>> Begin Records
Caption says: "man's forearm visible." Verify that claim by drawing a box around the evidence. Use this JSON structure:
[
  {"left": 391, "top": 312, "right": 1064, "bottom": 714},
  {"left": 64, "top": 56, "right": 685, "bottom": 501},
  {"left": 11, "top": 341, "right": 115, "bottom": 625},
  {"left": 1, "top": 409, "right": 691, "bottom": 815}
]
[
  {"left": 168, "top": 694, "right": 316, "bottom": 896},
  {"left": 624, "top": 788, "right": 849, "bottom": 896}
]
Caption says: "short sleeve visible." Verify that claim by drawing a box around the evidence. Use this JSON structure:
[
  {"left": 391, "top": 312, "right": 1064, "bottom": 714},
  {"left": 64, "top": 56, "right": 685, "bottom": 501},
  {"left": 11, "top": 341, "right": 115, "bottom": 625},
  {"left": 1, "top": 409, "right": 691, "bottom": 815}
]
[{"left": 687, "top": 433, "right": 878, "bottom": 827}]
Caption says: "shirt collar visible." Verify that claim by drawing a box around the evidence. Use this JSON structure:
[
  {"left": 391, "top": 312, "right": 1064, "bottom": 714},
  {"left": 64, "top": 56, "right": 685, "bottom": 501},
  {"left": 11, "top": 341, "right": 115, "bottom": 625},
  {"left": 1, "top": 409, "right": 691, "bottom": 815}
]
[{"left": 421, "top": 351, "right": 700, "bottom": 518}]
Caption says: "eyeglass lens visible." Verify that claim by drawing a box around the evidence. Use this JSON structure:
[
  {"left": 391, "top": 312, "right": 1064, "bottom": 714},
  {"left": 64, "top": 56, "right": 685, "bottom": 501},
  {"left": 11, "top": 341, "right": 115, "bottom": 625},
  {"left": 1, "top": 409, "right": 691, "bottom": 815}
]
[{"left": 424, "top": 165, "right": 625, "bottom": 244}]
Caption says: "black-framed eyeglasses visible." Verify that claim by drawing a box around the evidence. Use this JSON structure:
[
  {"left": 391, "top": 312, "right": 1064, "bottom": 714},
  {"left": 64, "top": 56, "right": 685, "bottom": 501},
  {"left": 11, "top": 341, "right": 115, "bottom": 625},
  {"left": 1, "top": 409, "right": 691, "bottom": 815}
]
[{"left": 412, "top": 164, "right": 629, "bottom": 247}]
>> End Records
**Written problem:** Pick out every line in the items above that contains the word "eyeglasses", and copy each one. Case counts.

**The output:**
Caption says: "black-framed eyeglasses visible." Verify that claim by drawing a box around the evidence. Use this JSON structure:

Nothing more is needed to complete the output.